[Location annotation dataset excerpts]
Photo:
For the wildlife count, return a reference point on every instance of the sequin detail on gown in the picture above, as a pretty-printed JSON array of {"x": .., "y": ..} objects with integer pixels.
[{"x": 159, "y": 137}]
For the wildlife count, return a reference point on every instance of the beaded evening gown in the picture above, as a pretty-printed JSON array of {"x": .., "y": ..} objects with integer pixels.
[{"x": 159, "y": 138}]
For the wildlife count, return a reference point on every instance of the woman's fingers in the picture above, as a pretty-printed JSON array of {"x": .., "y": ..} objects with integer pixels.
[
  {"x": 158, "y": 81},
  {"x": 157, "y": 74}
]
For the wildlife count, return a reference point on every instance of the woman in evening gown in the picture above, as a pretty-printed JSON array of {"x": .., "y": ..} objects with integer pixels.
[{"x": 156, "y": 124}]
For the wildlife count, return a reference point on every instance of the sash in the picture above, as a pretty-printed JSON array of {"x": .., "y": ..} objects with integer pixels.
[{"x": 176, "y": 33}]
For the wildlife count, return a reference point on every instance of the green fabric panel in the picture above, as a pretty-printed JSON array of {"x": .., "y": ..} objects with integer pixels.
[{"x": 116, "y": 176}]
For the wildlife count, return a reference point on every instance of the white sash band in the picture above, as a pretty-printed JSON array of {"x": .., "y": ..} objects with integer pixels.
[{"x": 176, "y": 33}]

[Exercise description] Output only the lines running from the line with "of the beaded" through the final line of the data, inclusive.

[Response]
For the wildlife count, return a reference point on every instance of the beaded evening gown in the picture above, as a pretty-printed JSON array of {"x": .., "y": ..} objects with integer pixels.
[{"x": 159, "y": 138}]
For the wildlife count, return a reference point on every instance of the woman's fingers in the picture above, as a pretty-printed JSON array of {"x": .., "y": ..} objects with integer pixels.
[
  {"x": 158, "y": 81},
  {"x": 157, "y": 74}
]
For the wildlife count, return a reference point on every instance of the woman in evening gown in the picture above, as a pretty-printed JSON array of {"x": .., "y": ..} objects with integer pixels.
[{"x": 156, "y": 124}]
For the wildlife count, return a reference point on every instance of the sash in the picture above, as a pretty-printed JSON array of {"x": .., "y": ..} objects with integer pixels.
[{"x": 176, "y": 33}]
For the wildlife count, return a reference point on every instance of the green fabric panel in the picture above, as a pretty-printed JSON array of {"x": .., "y": ..} objects with integer pixels.
[{"x": 116, "y": 176}]
For the wildlife count, return a reference point on every instance of the white sash band in the picture above, as a pretty-printed JSON array of {"x": .., "y": ..} objects with integer pixels.
[{"x": 176, "y": 33}]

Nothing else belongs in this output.